● SUPPLIED MATERIAL
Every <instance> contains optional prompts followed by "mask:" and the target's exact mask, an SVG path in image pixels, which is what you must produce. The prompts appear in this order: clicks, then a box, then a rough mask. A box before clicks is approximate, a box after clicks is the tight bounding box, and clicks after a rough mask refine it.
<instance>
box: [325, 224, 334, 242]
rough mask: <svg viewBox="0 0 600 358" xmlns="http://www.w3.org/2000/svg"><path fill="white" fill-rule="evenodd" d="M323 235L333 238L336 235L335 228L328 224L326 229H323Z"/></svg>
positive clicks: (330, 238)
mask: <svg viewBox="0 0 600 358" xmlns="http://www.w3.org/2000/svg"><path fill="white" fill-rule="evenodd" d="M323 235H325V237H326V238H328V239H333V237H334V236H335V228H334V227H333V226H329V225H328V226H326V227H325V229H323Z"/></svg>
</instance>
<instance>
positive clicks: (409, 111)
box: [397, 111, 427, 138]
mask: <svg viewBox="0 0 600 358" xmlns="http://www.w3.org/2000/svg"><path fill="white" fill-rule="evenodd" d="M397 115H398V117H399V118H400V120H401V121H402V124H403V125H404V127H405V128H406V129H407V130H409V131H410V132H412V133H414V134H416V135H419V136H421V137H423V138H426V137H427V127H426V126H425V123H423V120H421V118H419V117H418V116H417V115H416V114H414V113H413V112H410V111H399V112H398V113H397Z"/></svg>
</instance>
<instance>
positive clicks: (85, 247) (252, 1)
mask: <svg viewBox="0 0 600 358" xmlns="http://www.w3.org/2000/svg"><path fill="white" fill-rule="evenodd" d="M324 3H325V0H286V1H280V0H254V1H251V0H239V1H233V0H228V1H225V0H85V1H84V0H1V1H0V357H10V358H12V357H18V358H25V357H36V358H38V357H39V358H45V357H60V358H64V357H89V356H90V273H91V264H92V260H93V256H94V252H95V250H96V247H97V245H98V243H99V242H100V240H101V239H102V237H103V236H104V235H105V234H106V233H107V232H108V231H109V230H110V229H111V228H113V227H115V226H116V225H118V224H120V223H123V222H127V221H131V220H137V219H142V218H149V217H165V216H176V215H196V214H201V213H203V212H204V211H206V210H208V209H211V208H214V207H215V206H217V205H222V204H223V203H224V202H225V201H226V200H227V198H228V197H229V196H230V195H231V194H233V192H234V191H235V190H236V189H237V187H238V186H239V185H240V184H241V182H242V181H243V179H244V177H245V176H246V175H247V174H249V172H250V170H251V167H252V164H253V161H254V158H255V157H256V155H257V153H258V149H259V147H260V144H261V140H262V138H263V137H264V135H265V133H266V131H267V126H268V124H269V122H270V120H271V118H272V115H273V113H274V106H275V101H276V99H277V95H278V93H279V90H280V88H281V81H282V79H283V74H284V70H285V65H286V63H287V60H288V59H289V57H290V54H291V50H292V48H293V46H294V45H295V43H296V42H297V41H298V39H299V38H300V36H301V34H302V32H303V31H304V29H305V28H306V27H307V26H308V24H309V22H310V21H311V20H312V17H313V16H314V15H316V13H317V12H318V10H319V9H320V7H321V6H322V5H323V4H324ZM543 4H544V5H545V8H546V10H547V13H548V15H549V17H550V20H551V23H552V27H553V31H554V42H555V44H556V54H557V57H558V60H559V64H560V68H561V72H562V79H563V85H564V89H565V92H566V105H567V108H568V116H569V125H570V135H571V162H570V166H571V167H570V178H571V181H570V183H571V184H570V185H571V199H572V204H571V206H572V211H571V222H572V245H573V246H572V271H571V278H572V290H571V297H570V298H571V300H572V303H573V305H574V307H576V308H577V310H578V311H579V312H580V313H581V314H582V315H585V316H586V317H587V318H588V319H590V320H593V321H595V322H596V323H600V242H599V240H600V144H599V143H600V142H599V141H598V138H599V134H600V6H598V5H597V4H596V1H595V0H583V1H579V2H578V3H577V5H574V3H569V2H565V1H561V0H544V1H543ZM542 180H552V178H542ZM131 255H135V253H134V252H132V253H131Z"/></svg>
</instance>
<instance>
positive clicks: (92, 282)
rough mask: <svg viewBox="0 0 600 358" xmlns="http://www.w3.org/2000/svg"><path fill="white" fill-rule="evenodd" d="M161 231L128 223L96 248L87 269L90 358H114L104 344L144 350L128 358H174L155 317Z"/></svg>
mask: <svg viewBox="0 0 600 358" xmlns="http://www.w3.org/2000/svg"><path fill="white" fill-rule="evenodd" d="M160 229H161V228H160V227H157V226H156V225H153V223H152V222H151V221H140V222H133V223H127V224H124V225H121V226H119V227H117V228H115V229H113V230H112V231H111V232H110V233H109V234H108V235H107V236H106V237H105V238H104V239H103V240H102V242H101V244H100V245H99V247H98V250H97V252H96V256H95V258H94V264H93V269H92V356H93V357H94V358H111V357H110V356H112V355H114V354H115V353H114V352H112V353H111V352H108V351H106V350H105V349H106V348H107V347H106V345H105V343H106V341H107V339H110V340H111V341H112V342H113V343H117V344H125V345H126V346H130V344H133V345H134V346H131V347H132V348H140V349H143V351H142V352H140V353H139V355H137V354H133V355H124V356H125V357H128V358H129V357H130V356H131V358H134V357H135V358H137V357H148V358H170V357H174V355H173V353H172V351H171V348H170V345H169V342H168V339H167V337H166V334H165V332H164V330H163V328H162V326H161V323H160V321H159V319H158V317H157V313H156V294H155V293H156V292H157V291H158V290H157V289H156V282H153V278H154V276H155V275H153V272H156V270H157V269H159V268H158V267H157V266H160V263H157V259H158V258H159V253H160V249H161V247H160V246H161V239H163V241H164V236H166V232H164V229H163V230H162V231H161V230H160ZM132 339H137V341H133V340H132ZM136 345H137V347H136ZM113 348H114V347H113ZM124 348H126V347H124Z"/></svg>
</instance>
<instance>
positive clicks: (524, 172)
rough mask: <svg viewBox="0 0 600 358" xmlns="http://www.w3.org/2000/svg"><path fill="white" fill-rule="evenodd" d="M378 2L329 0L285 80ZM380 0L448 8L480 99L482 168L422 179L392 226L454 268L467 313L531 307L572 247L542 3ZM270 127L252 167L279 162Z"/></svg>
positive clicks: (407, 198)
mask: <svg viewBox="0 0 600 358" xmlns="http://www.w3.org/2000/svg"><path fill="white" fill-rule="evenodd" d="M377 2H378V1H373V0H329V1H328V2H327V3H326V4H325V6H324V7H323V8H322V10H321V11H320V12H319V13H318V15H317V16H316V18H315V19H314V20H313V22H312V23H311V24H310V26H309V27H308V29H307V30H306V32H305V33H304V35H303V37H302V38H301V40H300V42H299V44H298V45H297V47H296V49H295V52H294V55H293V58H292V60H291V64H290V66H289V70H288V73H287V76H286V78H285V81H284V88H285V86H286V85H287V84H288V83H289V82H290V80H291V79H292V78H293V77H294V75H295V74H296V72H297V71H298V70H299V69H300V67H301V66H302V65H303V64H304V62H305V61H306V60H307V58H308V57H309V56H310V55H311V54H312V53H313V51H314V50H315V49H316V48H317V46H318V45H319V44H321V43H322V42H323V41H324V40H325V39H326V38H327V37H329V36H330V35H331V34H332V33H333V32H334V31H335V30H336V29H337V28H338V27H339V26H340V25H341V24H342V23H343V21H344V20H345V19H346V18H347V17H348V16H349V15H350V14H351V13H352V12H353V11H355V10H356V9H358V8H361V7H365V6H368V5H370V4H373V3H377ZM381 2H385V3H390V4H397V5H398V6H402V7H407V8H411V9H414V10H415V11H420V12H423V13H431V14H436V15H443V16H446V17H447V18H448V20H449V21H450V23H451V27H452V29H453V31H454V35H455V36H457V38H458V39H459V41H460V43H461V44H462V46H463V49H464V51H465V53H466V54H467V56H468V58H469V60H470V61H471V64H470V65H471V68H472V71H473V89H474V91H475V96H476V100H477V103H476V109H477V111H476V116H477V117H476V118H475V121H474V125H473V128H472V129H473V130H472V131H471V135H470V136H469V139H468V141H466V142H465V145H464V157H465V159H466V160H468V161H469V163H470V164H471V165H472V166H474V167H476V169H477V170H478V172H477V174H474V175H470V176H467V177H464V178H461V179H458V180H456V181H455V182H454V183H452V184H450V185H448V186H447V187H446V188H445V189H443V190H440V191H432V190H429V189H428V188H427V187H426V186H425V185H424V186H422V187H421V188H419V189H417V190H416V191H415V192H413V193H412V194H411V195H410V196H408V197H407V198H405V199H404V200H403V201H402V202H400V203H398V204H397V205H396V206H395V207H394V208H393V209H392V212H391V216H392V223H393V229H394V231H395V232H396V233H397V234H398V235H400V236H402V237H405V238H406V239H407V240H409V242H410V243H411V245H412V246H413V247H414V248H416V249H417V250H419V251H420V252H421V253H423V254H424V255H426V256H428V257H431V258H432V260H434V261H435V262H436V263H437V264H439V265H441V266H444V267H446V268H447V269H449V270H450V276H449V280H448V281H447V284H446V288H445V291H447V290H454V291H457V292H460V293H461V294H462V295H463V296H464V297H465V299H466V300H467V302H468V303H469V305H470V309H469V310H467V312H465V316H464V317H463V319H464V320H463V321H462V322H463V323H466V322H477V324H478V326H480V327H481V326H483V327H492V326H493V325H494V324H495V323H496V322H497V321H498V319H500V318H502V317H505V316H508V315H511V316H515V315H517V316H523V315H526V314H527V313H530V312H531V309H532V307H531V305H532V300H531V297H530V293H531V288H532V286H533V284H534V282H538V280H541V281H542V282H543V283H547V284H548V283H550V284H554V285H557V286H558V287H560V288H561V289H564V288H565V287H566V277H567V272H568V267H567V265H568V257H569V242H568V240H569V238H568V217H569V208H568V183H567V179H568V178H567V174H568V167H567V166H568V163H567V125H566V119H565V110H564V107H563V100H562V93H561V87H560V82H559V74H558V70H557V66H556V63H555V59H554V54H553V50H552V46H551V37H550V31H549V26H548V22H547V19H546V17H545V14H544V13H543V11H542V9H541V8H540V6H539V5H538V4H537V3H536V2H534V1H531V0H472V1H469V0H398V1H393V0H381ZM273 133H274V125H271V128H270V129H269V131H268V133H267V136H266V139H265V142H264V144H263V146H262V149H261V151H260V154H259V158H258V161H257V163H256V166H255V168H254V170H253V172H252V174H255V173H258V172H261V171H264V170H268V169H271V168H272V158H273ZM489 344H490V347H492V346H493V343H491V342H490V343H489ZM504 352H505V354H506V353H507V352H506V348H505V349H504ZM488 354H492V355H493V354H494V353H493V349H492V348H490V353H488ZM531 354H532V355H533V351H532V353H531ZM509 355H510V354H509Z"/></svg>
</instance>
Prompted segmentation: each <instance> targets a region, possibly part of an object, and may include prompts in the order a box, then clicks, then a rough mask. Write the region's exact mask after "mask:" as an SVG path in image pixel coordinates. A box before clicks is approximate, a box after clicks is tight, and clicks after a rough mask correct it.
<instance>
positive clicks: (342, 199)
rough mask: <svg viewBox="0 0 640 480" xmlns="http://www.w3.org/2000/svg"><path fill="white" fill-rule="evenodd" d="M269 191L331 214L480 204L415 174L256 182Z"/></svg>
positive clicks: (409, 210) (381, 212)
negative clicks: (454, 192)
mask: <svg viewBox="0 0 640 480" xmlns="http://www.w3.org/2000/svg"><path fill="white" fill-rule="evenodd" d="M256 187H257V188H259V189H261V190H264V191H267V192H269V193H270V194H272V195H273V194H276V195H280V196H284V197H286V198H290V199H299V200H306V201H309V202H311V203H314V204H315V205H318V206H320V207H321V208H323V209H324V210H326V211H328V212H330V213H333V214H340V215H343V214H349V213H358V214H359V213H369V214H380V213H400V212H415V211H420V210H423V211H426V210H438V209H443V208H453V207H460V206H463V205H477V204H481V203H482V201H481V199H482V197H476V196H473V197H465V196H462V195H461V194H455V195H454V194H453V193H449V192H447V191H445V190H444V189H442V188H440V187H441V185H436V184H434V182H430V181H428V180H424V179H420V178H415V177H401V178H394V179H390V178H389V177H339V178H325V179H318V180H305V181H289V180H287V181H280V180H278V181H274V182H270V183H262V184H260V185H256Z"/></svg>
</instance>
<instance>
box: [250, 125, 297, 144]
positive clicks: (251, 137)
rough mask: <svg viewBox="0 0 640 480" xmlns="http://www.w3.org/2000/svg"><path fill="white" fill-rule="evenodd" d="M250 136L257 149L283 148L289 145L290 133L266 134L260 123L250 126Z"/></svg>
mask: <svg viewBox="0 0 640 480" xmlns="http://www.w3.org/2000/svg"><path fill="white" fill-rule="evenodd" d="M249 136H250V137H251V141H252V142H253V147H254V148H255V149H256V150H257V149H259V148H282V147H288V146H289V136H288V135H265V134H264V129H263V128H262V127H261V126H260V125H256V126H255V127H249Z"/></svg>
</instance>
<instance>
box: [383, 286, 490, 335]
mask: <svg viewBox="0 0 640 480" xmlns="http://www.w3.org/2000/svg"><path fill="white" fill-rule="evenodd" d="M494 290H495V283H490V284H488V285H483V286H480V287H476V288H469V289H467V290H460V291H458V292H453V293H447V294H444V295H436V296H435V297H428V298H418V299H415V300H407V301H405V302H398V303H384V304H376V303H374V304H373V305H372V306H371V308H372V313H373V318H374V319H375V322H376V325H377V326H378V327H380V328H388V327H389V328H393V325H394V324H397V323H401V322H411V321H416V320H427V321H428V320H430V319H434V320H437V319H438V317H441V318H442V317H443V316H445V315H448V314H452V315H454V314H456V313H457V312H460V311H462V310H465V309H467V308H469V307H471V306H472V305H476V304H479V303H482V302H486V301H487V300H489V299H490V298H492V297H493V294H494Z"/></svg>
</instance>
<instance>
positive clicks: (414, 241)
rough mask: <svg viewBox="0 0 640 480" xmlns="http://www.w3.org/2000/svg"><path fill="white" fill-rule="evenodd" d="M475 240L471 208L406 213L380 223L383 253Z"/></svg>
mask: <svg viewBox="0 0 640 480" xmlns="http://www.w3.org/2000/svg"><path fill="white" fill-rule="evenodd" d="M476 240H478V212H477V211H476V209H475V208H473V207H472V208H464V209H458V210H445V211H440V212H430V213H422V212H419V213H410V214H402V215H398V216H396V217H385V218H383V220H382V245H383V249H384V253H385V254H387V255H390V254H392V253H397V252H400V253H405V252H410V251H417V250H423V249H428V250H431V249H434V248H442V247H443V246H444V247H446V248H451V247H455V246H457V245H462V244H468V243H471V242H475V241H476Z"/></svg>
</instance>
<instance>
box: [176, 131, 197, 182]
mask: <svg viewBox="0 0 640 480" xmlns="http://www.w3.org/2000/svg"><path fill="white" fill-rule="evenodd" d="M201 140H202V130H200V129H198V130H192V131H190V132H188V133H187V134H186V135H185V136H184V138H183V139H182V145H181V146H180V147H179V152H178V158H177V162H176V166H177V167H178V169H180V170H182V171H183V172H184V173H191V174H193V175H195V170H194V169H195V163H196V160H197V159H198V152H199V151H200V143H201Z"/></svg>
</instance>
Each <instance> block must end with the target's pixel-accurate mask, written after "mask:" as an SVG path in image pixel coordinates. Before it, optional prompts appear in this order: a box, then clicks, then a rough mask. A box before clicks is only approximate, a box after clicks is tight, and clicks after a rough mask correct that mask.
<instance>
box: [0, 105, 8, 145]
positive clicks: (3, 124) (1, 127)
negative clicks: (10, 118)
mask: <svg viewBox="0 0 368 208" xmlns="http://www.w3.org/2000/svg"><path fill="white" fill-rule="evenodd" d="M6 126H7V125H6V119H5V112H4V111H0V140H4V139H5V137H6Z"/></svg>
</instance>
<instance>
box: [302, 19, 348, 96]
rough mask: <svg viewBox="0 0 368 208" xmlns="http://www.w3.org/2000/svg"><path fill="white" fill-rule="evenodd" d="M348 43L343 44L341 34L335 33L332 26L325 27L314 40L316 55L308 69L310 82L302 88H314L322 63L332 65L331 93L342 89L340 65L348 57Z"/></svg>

● ASSIGNMENT
List each line of the records that contains the string "positive". Treat uppercase and lowercase as different.

● FINISHED TASK
positive clicks: (330, 238)
positive clicks: (409, 111)
positive clicks: (85, 247) (252, 1)
positive clicks: (92, 282)
positive clicks: (524, 172)
positive clicks: (407, 198)
positive clicks: (342, 199)
positive clicks: (409, 210) (381, 212)
positive clicks: (251, 137)
positive clicks: (414, 241)
positive clicks: (3, 124) (1, 127)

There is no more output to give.